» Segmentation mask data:

Segment Open

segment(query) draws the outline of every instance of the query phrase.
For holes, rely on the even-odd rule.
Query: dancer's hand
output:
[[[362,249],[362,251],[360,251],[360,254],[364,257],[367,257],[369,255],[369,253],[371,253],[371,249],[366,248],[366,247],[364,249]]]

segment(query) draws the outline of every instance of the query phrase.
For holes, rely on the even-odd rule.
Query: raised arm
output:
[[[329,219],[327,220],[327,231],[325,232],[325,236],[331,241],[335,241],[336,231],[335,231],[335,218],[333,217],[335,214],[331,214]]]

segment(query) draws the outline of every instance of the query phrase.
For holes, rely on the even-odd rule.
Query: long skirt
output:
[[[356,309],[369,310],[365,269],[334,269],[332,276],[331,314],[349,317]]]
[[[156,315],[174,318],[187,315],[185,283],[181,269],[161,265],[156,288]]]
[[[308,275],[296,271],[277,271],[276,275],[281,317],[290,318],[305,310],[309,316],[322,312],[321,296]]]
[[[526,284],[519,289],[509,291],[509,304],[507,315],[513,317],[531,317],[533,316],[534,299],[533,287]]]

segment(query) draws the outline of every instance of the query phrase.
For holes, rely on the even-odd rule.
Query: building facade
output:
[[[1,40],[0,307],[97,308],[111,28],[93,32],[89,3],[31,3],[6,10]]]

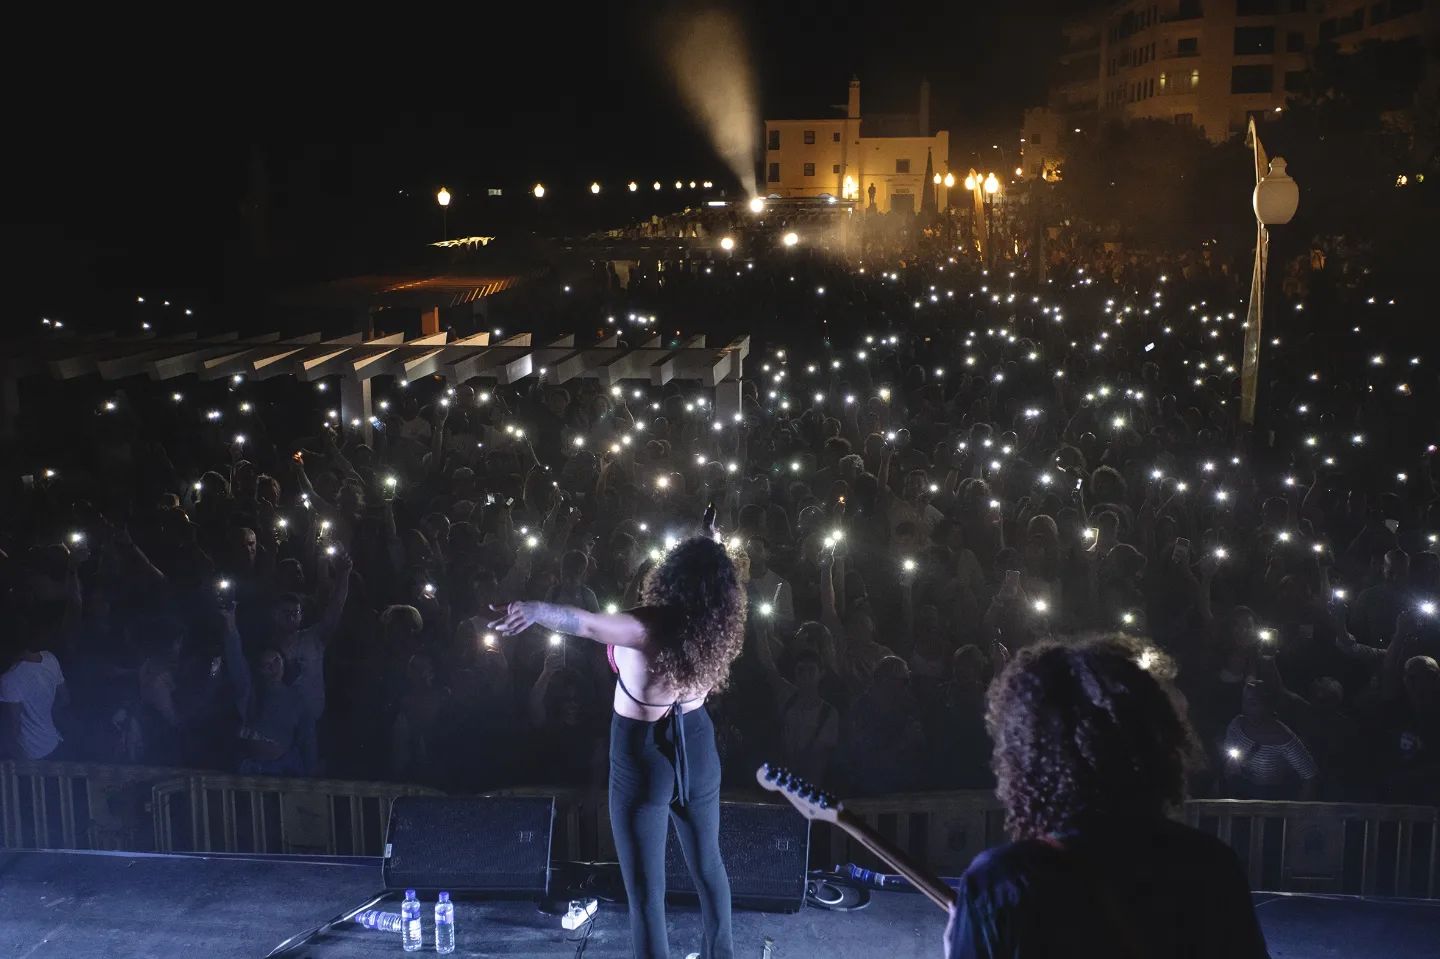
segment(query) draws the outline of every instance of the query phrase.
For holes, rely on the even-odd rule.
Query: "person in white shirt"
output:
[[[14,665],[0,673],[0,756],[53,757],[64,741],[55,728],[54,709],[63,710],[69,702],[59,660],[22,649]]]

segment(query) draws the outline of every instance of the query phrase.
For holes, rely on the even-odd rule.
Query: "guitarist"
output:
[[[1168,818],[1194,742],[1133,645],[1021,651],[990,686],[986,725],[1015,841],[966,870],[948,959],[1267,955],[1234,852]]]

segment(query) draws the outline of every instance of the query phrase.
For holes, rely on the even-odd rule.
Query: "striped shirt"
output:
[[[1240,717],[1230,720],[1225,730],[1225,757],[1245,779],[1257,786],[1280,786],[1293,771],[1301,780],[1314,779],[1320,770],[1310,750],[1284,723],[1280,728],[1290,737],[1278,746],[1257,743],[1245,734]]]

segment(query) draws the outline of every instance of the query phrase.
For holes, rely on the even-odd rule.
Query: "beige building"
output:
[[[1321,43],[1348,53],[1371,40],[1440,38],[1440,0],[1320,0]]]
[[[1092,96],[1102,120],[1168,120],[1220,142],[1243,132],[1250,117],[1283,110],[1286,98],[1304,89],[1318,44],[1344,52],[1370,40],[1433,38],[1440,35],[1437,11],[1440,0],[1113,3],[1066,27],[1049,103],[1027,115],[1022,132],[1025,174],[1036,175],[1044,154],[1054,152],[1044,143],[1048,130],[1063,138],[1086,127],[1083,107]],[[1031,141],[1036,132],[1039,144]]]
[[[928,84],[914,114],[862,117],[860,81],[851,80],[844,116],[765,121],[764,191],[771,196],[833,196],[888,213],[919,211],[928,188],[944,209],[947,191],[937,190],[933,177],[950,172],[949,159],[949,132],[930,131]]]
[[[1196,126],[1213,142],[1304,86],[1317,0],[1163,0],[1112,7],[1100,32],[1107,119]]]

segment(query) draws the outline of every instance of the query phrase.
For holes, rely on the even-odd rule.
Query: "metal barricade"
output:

Segment Closed

» Problem requirements:
Only a number is expected here: the count of lines in the records above that include the word "building".

» Response area:
2